◆ **WORK INSTRUCTION**
In the material below, find the line with "positive clicks: (62, 353) (573, 248)" and the line with "151L5 129V367L640 383V216L506", then output those two lines and every line between them, exactly.

┌─ AVAILABLE DATA

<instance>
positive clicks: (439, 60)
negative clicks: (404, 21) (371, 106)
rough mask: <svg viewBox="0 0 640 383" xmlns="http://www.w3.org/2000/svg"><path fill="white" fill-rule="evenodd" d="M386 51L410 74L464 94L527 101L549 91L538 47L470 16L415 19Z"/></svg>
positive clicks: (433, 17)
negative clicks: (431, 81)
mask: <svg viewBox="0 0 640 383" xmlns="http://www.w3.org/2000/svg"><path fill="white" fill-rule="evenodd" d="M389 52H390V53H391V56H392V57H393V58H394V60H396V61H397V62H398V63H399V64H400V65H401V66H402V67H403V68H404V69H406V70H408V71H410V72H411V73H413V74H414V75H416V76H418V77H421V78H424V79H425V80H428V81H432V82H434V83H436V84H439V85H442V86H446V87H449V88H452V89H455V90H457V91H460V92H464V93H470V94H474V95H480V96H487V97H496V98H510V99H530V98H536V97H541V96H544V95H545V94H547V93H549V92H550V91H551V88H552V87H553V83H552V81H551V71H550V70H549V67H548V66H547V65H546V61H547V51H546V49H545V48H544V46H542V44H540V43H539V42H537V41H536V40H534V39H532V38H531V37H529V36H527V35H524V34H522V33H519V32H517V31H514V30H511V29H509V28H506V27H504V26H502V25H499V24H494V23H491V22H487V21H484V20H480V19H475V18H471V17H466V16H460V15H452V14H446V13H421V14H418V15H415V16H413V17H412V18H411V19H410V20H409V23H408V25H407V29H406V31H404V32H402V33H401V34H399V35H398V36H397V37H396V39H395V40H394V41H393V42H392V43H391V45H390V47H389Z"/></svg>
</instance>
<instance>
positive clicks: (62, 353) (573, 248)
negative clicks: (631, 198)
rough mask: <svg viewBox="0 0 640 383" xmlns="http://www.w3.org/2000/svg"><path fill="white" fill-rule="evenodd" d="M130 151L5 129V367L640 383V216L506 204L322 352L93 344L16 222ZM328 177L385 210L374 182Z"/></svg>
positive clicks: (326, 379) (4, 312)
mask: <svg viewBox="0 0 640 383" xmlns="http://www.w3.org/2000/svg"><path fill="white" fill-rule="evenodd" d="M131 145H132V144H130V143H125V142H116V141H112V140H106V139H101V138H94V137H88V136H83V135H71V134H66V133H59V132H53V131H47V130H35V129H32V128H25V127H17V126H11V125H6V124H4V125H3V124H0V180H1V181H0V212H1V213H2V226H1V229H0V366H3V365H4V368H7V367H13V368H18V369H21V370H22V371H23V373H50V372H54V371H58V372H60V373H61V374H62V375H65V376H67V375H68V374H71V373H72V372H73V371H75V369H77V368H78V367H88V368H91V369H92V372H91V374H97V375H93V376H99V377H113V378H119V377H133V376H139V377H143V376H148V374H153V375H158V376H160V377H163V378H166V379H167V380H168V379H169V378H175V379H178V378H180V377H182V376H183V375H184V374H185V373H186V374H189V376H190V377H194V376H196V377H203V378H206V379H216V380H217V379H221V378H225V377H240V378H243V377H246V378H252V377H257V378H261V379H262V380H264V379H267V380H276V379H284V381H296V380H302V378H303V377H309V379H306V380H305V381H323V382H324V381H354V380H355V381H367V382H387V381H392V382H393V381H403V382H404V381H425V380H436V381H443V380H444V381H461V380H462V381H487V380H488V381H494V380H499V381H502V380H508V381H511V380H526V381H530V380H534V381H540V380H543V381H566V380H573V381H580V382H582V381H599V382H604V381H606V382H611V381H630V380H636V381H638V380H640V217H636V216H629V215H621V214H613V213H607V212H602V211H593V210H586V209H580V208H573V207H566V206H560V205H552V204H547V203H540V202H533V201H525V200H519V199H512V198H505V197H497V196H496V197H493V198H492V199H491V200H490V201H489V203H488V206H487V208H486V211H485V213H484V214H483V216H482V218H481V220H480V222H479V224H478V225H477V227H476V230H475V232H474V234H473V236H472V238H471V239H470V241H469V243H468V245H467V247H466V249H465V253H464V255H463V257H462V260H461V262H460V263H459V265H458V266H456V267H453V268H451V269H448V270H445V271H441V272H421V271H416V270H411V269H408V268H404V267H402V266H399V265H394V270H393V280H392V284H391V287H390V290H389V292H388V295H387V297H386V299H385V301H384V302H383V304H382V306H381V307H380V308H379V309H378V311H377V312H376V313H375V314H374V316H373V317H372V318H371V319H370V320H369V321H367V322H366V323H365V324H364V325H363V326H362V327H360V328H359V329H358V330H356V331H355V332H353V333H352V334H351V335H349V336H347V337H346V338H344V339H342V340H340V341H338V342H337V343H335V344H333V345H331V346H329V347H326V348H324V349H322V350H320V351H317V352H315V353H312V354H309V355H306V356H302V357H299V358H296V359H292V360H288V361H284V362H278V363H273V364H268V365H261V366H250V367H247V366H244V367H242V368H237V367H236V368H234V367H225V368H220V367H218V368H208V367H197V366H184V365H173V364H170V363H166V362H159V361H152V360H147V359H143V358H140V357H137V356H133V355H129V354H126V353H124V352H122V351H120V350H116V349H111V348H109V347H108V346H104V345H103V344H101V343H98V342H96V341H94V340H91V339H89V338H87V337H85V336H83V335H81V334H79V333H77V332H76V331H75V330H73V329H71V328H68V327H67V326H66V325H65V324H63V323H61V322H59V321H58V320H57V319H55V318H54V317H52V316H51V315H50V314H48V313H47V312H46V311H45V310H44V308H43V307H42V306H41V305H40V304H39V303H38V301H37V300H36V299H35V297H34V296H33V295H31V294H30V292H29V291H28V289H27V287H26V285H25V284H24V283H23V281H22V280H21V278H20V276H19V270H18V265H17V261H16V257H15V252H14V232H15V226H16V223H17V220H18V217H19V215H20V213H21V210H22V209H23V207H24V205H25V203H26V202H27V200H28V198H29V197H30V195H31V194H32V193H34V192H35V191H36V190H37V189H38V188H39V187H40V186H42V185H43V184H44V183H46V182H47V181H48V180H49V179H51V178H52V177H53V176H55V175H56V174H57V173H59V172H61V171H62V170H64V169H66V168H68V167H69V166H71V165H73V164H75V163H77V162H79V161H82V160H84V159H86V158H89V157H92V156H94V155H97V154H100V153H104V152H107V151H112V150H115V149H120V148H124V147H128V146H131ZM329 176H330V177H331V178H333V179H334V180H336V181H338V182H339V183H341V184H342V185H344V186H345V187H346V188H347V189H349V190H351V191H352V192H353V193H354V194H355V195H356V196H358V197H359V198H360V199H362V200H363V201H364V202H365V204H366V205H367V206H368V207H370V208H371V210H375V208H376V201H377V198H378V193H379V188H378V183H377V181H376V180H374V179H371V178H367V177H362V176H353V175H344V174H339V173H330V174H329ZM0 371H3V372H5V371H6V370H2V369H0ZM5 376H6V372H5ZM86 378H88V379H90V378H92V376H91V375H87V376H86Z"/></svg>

└─

◆ **ANSWER TO THIS EXERCISE**
positive clicks: (62, 353) (573, 248)
negative clicks: (631, 198)
rough mask: <svg viewBox="0 0 640 383" xmlns="http://www.w3.org/2000/svg"><path fill="white" fill-rule="evenodd" d="M130 151L5 129V367L640 383V216L506 204L322 352L93 344L16 222ZM328 177L385 210L374 182Z"/></svg>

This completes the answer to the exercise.